◆ **Written instruction 1**: Copy the stock photography passage word for word, between "Use this test: Tear" and "fair and square.", inclusive.

◆ **Source passage**:

In running your own race, you’ll be up against competition, too, but it’s manageable competition. As you’ll discover in chapter three, you’ll target your pictures to specific markets and take pictures built around your particular mix of interests, your expertise and what you have access to.

THE ROHN ENGH AND MIKAEL KARLSSON PRINCIPLE FOR PRODUCING A MARKETABLE PHOTO EVERY TIME

You can discover the secret to producing good, marketable, editorial stock photos in the markets themselves—the books, magazines, periodicals, websites, CD-ROMs, brochures, ads and other entities and materials that the publishing industry produces every day.

Use this test: Tear pages of photographs (editorial photos, not photos in advertisements) from magazines, periodicals, booklets, and so on, and spread them out on your living room floor. Now place copies of your own black-and-white or color prints on the floor, or project your color slides.1 Do an honest self-critique. Do you see a disparity in content and appearance between the published photos and your own work? If so, how could you improve your pictures? If your pictures blend in, matching the quality of the published photos, you’ll be leaps ahead of the competition. The key is to be fully honest with yourself. Compare your photos with the published photos, fair and square.

Next, give yourself a quick course in how to take marketable photos: Select any of the published photo illustrations, and then go out and take photos as similar to them as you can set up. Use a digital camera to give yourself fast, on-the-spot checks for how you can improve your picture quality.

Am I suggesting that you copy someone else’s work? Yes, and if they will admit it, professionals will tell you that’s how they originally learned many of the nuances of good photography. However, the word copy is a no-no in the creative world. (Unfortunately, purists place undue derogatory emphasis on the word. There is a significant difference between when you re-create an idea and when you just copy it. For instance, it’s perfectly okay for you to re-create a photograph that you’ve seen in a magazine. If you scan the same photograph and claim that it’s now your work, however, that’s not okay.) If, because of conditioning, the word copy doesn’t sit well with you, try re-create. Remember, you’re only copying (re-creating) to learn or improve a technique.

When you check the content and style of published photo illustrations, you’ll find that they consistently feature a reasonably close-up view and a bold, posterlike design. Magazine covers are good examples of stock photography.

◆ **Items**:
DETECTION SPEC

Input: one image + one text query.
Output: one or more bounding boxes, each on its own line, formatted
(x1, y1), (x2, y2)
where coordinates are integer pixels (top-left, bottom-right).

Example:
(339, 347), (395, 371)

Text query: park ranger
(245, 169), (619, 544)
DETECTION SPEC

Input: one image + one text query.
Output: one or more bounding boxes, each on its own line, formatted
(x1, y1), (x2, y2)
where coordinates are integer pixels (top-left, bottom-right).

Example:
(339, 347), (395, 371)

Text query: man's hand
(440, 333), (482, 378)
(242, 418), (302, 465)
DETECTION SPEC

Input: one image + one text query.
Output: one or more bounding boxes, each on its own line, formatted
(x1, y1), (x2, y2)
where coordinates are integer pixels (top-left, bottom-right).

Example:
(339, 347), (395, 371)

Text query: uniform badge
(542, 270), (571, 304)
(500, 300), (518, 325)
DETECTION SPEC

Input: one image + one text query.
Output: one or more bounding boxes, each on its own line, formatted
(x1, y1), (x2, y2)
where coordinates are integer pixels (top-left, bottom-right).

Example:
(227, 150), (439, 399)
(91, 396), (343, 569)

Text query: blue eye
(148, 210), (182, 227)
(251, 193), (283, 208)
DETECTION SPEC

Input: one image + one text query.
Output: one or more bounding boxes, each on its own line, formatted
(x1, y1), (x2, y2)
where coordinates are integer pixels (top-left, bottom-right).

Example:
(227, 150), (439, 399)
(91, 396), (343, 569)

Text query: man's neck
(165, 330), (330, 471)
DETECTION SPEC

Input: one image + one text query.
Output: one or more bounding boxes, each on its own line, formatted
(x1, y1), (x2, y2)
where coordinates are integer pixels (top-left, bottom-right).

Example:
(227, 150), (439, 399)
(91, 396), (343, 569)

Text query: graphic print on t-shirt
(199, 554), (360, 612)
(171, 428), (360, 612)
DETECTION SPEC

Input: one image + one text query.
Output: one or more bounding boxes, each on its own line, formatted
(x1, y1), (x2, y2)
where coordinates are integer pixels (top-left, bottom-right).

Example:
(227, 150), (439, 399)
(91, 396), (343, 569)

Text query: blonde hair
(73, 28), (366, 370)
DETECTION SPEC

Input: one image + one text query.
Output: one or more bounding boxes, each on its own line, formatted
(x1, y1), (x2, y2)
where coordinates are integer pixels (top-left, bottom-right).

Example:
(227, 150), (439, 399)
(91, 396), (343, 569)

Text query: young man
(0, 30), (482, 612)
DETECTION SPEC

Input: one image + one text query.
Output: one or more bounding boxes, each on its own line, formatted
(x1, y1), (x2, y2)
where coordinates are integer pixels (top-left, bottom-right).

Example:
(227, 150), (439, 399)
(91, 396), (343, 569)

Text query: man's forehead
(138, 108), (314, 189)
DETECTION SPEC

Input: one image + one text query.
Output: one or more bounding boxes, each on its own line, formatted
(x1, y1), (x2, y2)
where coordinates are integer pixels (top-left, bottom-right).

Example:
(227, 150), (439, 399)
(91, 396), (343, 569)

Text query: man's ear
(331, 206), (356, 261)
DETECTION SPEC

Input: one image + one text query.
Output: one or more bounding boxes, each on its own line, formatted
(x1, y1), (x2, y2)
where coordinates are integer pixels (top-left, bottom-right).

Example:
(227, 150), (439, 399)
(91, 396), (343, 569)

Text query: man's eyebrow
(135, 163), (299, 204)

◆ **Written instruction 2**: Can you express the rows as a JSON list of strings, one string per line with blank lines omitted, covering only the lines between the first line of the rows and the line holding "(251, 193), (283, 208)", inclusive?

◆ **Full answer 1**:
Use this test: Tear pages of photographs (editorial photos, not photos in advertisements) from magazines, periodicals, booklets, and so on, and spread them out on your living room floor. Now place copies of your own black-and-white or color prints on the floor, or project your color slides.1 Do an honest self-critique. Do you see a disparity in content and appearance between the published photos and your own work? If so, how could you improve your pictures? If your pictures blend in, matching the quality of the published photos, you’ll be leaps ahead of the competition. The key is to be fully honest with yourself. Compare your photos with the published photos, fair and square.

◆ **Full answer 2**:
[
  "DETECTION SPEC",
  "Input: one image + one text query.",
  "Output: one or more bounding boxes, each on its own line, formatted",
  "(x1, y1), (x2, y2)",
  "where coordinates are integer pixels (top-left, bottom-right).",
  "Example:",
  "(339, 347), (395, 371)",
  "Text query: park ranger",
  "(245, 169), (619, 544)",
  "DETECTION SPEC",
  "Input: one image + one text query.",
  "Output: one or more bounding boxes, each on its own line, formatted",
  "(x1, y1), (x2, y2)",
  "where coordinates are integer pixels (top-left, bottom-right).",
  "Example:",
  "(339, 347), (395, 371)",
  "Text query: man's hand",
  "(440, 333), (482, 378)",
  "(242, 418), (302, 465)",
  "DETECTION SPEC",
  "Input: one image + one text query.",
  "Output: one or more bounding boxes, each on its own line, formatted",
  "(x1, y1), (x2, y2)",
  "where coordinates are integer pixels (top-left, bottom-right).",
  "Example:",
  "(339, 347), (395, 371)",
  "Text query: uniform badge",
  "(542, 270), (571, 304)",
  "(500, 300), (518, 325)",
  "DETECTION SPEC",
  "Input: one image + one text query.",
  "Output: one or more bounding boxes, each on its own line, formatted",
  "(x1, y1), (x2, y2)",
  "where coordinates are integer pixels (top-left, bottom-right).",
  "Example:",
  "(227, 150), (439, 399)",
  "(91, 396), (343, 569)",
  "Text query: blue eye",
  "(148, 210), (182, 227)",
  "(251, 193), (283, 208)"
]